-- Problem --
Return all of the records below word for word, omitting the pictures.

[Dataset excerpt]
++++++++++

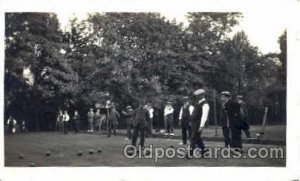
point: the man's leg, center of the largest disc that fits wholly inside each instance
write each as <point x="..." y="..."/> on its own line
<point x="166" y="126"/>
<point x="109" y="124"/>
<point x="226" y="135"/>
<point x="183" y="132"/>
<point x="236" y="137"/>
<point x="171" y="125"/>
<point x="135" y="135"/>
<point x="142" y="139"/>
<point x="199" y="141"/>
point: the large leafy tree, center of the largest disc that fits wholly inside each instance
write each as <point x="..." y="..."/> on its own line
<point x="33" y="43"/>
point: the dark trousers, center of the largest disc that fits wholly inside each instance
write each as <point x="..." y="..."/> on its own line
<point x="76" y="127"/>
<point x="236" y="137"/>
<point x="232" y="137"/>
<point x="111" y="126"/>
<point x="61" y="126"/>
<point x="66" y="125"/>
<point x="196" y="140"/>
<point x="137" y="130"/>
<point x="150" y="127"/>
<point x="169" y="124"/>
<point x="129" y="128"/>
<point x="226" y="135"/>
<point x="186" y="129"/>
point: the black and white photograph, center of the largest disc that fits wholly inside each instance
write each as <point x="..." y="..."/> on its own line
<point x="146" y="89"/>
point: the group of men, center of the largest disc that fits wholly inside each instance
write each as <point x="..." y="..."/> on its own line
<point x="193" y="117"/>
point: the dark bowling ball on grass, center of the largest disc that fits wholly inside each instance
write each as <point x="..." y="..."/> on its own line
<point x="130" y="152"/>
<point x="79" y="153"/>
<point x="147" y="152"/>
<point x="48" y="153"/>
<point x="21" y="156"/>
<point x="32" y="164"/>
<point x="91" y="151"/>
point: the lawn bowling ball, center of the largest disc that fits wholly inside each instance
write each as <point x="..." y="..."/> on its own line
<point x="91" y="151"/>
<point x="48" y="153"/>
<point x="32" y="164"/>
<point x="147" y="152"/>
<point x="21" y="156"/>
<point x="258" y="136"/>
<point x="130" y="152"/>
<point x="79" y="153"/>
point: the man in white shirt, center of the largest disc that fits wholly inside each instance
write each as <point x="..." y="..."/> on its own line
<point x="12" y="124"/>
<point x="66" y="119"/>
<point x="150" y="123"/>
<point x="199" y="118"/>
<point x="185" y="120"/>
<point x="168" y="120"/>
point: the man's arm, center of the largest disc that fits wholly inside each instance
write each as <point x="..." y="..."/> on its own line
<point x="205" y="110"/>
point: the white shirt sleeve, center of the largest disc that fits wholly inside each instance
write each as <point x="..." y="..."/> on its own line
<point x="151" y="113"/>
<point x="168" y="110"/>
<point x="191" y="109"/>
<point x="180" y="113"/>
<point x="205" y="110"/>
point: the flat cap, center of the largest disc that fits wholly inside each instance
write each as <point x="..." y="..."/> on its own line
<point x="226" y="93"/>
<point x="199" y="92"/>
<point x="239" y="97"/>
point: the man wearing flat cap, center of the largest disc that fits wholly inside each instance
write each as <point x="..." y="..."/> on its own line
<point x="168" y="120"/>
<point x="128" y="115"/>
<point x="231" y="122"/>
<point x="185" y="120"/>
<point x="244" y="115"/>
<point x="198" y="119"/>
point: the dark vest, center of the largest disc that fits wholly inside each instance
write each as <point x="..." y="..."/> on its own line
<point x="197" y="113"/>
<point x="186" y="117"/>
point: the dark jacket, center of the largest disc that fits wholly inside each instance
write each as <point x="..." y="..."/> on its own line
<point x="128" y="115"/>
<point x="231" y="110"/>
<point x="141" y="117"/>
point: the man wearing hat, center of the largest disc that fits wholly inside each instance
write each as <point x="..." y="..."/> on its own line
<point x="168" y="120"/>
<point x="244" y="115"/>
<point x="185" y="119"/>
<point x="198" y="119"/>
<point x="128" y="115"/>
<point x="231" y="122"/>
<point x="91" y="116"/>
<point x="140" y="124"/>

++++++++++

-- Correct response --
point: the man's leg, center of the largest disc that fits wholly inside each instance
write each as <point x="..." y="..."/> on its own line
<point x="166" y="126"/>
<point x="109" y="124"/>
<point x="226" y="135"/>
<point x="183" y="132"/>
<point x="236" y="137"/>
<point x="171" y="125"/>
<point x="135" y="135"/>
<point x="142" y="139"/>
<point x="199" y="141"/>
point: the large leafy tree, center of the largest disc that fits wholly inside each instance
write each as <point x="..." y="..."/> on its own line
<point x="33" y="43"/>
point: the dark trousers, center of the largest disc that fits wholly inside each instance
write each as <point x="..." y="..."/> on its own line
<point x="76" y="127"/>
<point x="236" y="137"/>
<point x="232" y="137"/>
<point x="111" y="126"/>
<point x="61" y="126"/>
<point x="66" y="125"/>
<point x="196" y="140"/>
<point x="137" y="130"/>
<point x="150" y="127"/>
<point x="169" y="124"/>
<point x="129" y="128"/>
<point x="226" y="135"/>
<point x="186" y="129"/>
point: the black and white photograph, center of the largest disc that fits wholly inside each instance
write each as <point x="..." y="..."/> on its own line
<point x="146" y="89"/>
point: the group of men, center of the largest disc that fits wholly inside each instance
write each as <point x="..." y="..."/> on its own line
<point x="193" y="117"/>
point: the dark bowling ball on grass, center of the largest disc that fits wholly inside each instance
write each as <point x="..." y="..."/> on its own line
<point x="130" y="152"/>
<point x="79" y="153"/>
<point x="147" y="152"/>
<point x="48" y="153"/>
<point x="21" y="156"/>
<point x="32" y="164"/>
<point x="91" y="151"/>
point: the lawn bowling ball, center of the largest disc that fits wholly inside each instance
write each as <point x="..." y="..."/> on its own line
<point x="91" y="151"/>
<point x="48" y="153"/>
<point x="32" y="164"/>
<point x="147" y="152"/>
<point x="21" y="156"/>
<point x="258" y="136"/>
<point x="130" y="152"/>
<point x="79" y="153"/>
point: the man in white shirt, center of the largest disc that fits wholly inside each instance
write each as <point x="..." y="..."/> on its own line
<point x="12" y="124"/>
<point x="66" y="119"/>
<point x="150" y="123"/>
<point x="199" y="118"/>
<point x="185" y="120"/>
<point x="168" y="120"/>
point: the man's arm, center of the largest disc that fits wholly inside each instance
write each as <point x="..." y="..."/> on its own line
<point x="205" y="110"/>
point: the white shirt sleeve, center of the largest disc that fits wholly inside each instance
write each as <point x="..." y="..."/> on its own line
<point x="151" y="113"/>
<point x="168" y="110"/>
<point x="191" y="109"/>
<point x="180" y="113"/>
<point x="205" y="110"/>
point: the flat cap, center of the largest disc that fits wholly inside each instance
write each as <point x="..." y="..."/> on its own line
<point x="226" y="93"/>
<point x="199" y="92"/>
<point x="239" y="97"/>
point: the man wearing flat cap, center of the largest disc that fits wholly inside each instance
write each as <point x="..." y="..."/> on its own line
<point x="168" y="120"/>
<point x="128" y="115"/>
<point x="231" y="122"/>
<point x="185" y="120"/>
<point x="244" y="115"/>
<point x="198" y="119"/>
point: the dark vest, center of the largest disc that fits wholly inside each instance
write each as <point x="..." y="..."/> on its own line
<point x="197" y="113"/>
<point x="186" y="117"/>
point: the dark jacket, center of the largest disc that fits wholly inside each instance
write each as <point x="..." y="..."/> on its own line
<point x="128" y="115"/>
<point x="231" y="110"/>
<point x="141" y="117"/>
point: the man wearing hat, center of the largest disc that fits wholly inside each instance
write each as <point x="..." y="..."/> on its own line
<point x="168" y="120"/>
<point x="244" y="115"/>
<point x="185" y="119"/>
<point x="198" y="119"/>
<point x="128" y="115"/>
<point x="231" y="122"/>
<point x="91" y="116"/>
<point x="140" y="124"/>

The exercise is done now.